▶ **WHAT IS ASKED**: Quote the records below verbatim, starting with the line that contains "Mark each instance of the green" and ending with the line that contains "x=137 y=116", both lines included. Leave the pictures out of the quotation.

'''

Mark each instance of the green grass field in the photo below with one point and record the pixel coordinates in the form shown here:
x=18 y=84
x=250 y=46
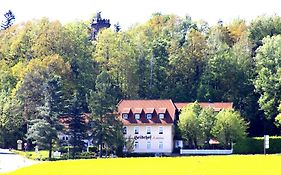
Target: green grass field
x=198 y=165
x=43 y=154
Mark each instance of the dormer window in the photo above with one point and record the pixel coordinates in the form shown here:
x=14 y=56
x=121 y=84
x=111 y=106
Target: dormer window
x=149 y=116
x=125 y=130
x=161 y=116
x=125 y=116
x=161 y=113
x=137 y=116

'''
'''

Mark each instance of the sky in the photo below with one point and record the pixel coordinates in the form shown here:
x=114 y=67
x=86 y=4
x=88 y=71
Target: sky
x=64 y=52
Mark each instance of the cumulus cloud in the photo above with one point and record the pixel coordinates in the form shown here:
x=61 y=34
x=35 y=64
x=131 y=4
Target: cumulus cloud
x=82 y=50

'''

▶ **CORRECT RESULT**:
Mark each instance of the green grass field in the photo below with one point and record the pixel coordinates in the form shown here:
x=18 y=84
x=250 y=46
Target: green grass field
x=198 y=165
x=43 y=154
Mark each instance of the dormer window in the photo above with one point and record the pixel coordinates in the form shown here:
x=14 y=56
x=121 y=84
x=111 y=106
Target: dormer window
x=149 y=116
x=125 y=130
x=161 y=116
x=125 y=116
x=161 y=113
x=137 y=116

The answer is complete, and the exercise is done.